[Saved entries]
================

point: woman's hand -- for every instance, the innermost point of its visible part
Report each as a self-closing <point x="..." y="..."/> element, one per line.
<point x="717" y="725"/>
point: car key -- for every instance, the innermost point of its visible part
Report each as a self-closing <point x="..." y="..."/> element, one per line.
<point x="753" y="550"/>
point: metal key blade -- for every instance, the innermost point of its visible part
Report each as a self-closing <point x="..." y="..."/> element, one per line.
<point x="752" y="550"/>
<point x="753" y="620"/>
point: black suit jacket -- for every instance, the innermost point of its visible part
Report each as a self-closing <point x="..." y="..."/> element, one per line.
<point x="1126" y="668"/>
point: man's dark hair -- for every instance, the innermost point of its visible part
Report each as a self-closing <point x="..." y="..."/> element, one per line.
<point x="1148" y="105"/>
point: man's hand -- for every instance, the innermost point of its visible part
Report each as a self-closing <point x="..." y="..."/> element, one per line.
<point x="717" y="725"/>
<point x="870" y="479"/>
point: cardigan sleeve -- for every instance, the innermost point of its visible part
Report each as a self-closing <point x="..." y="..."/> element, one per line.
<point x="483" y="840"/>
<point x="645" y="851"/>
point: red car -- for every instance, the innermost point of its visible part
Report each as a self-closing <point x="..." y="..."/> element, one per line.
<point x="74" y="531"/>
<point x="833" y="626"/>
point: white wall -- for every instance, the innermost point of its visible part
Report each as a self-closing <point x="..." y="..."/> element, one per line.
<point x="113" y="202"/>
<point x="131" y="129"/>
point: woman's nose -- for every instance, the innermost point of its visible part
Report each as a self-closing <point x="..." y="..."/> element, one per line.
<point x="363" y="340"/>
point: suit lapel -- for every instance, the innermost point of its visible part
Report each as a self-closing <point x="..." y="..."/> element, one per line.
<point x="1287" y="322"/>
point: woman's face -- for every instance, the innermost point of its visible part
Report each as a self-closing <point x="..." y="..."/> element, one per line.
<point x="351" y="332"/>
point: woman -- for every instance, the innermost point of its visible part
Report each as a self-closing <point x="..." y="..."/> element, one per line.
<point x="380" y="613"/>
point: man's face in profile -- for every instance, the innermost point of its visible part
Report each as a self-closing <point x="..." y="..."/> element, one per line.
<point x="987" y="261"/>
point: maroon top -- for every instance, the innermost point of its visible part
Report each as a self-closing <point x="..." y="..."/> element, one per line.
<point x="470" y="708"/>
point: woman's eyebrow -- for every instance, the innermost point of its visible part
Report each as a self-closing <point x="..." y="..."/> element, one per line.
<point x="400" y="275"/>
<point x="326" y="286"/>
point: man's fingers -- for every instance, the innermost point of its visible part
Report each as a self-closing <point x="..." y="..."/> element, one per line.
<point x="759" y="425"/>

================

What this task involves »
Verbatim output is expected for the lines from the start of the data to the line in which "point: metal key" appears, both included.

Reply to the exercise »
point: woman's hand -- for every instance, the innermost point of its visible part
Report each as a self-closing <point x="..." y="..."/> element, one per line.
<point x="717" y="725"/>
point: car key -- for every instance, the innermost point of its visible part
Report each as a self-closing <point x="..." y="..."/> element, one per line.
<point x="753" y="550"/>
point: metal key blade -- for every instance, the innermost point of its visible part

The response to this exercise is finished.